Task to complete:
Rewrite the items below with "pendant light" renamed to "ceiling lamp" and everything else unchanged, omitting the pictures.

Material shown:
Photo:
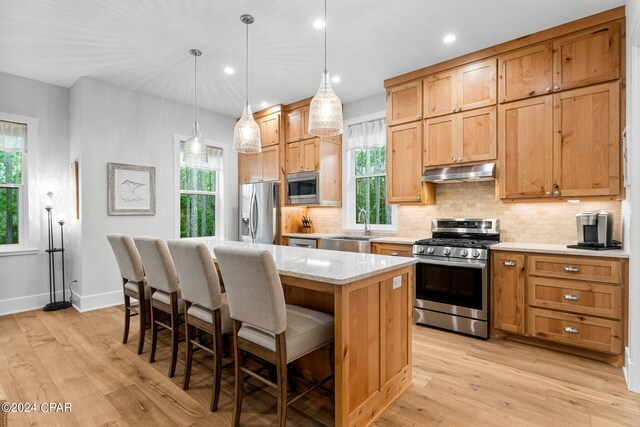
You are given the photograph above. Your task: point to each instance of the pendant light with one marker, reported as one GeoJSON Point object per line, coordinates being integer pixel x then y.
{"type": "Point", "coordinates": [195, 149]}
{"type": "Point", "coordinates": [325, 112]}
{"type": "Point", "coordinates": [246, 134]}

Full output:
Photo:
You are given the photograph above. Your task: point to each instance of the ceiling lamp with one marker, reported as one GeoJSON Point object per line, coordinates being integer pixel x then y.
{"type": "Point", "coordinates": [195, 149]}
{"type": "Point", "coordinates": [325, 112]}
{"type": "Point", "coordinates": [246, 134]}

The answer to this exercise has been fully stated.